Fragmento de lectura:
##############################

Hace unos días empecé a jugar un RPG un tanto extraño: Ciudadanos de la Tierra. Es extraño porque es una sátira política (muy sencilla), tiene un diseño urbano y sus personajes son habitantes comunes: el vicepresidente, la madre, el hermano, el paranoico, el panadero, la maestra de yoga (embarazada) o la niña en silla de ruedas. Al inicio peleas contra protestantes, burócratas y hipsters.
Normalmente este tipo de juegos usan motivos fantásticos, post apocalípticos o de ciencia ficción; alimentan el bestiario con mutantes, animales gigantes, demonios de otras dimensiones o resurrecciones de alguna deidad menor del medio oriente. El único RPG que ha conseguido cierto éxito en construir una fantasía a través de la urbanidad, lo recordarán algunos despistados, es Earthbound.
En el inicio, Earthbound es una ciudad y no sabes qué esperar de ella: los enemigos son los perros callejeros, los cuervos o los skatos. A veces me pregunto cómo lograron salirse con la suya. Claro, eventualmente el juego es una fantasía extraterrestre y el hombre de la conspiración tenía razón. Más o menos lo mismo sucede en Ciudadanos de la Tierra.

##############################

Consigna de trabajo:
Prolongue el texto sobre los juegos de rol de ambientación urbana a partir de su última oración. Los datos no guardan relación alguna con el texto sobre los juegos de rol.

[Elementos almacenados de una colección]
##############################

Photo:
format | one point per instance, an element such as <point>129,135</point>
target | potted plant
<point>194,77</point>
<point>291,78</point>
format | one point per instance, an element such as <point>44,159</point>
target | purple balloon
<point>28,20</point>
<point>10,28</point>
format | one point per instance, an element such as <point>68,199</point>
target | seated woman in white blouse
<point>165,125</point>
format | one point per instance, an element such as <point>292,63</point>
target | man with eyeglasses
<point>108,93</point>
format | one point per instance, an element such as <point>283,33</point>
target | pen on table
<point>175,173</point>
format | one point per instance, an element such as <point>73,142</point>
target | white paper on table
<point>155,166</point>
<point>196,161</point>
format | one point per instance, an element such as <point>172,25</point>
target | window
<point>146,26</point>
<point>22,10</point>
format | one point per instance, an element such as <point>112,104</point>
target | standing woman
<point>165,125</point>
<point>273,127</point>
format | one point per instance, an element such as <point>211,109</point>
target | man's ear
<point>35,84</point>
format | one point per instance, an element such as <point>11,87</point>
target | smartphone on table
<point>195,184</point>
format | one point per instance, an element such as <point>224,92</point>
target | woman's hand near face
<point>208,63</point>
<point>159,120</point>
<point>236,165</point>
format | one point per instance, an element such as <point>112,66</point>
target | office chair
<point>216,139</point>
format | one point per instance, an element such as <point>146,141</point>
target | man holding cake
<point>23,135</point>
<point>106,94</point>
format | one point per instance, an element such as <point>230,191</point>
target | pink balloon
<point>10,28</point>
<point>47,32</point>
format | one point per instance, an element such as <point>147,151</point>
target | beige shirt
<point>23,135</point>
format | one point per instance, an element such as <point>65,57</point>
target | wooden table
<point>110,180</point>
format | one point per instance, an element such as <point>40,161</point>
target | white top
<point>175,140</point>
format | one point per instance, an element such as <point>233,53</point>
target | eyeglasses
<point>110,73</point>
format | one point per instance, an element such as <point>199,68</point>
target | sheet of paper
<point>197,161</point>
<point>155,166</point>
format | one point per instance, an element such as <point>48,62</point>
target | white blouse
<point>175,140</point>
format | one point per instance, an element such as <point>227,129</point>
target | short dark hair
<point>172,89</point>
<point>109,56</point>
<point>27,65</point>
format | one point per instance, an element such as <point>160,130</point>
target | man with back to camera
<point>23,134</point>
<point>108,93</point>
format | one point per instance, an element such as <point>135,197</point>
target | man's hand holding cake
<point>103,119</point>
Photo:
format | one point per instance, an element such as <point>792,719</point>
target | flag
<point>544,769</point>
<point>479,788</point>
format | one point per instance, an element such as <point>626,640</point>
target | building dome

##############################

Respuesta correspondiente:
La literatura y pocas series de televisión son las únicas que me parecen capaces de crear un mundo alterno, con ganas de ser vivido y sostenible, a través de la urbanidad y lo cotidiano. Esto me parece más difícil en el cine porque no hay tiempo de crear una ciudad sin que esta se convierta en un bostezo, pero algunos lo intentan y algunos creerán. A través de la ironía y las desgracias del hombre común, el hombre trabajador o el eterno navegante del destino, “lo que yo deseo ser”, uno se involucra en estas vidas que se consideran paralelas.
Leonard Bloom es un caminante en una ciudad y es su cabeza la que convierte en ficción todo ese recorrido, eso estimula los sentidos y así el Ulysses, antes reservado sólo para el viajante, el asesino de bestias y engañador de reyes, también se hace medicina para el hombre común: las esquinas, los carteles, los ratones que se escurren por las alcantarillas, todos ellos tienen un motivo. Los muros, los bebedores de Dublín y Stephen Daedalus se convierten en la literatura de los días pasados. La literatura inunda el presente.
En la televisión, mientras tanto, Seinfeld y Constanza se alimentan mutuamente de las probabilidades, de contemplar caminos alternos a las fórmulas ya establecidas y buscan, súbitamente, riéndose de sí mismos, romper las reglas de convivencia. Pero la risa dura poco tiempo porque siguen dándose cuerda hasta las últimas consecuencias. Lo gracioso de lo inevitable. Se convencen mutuamente de que “tal vez ellos sí tienen el derecho de romperlas” y a través de su arrojo, su neurosis, hacen imaginar al espectador las diferencias en la fórmula, en los contratos sociales.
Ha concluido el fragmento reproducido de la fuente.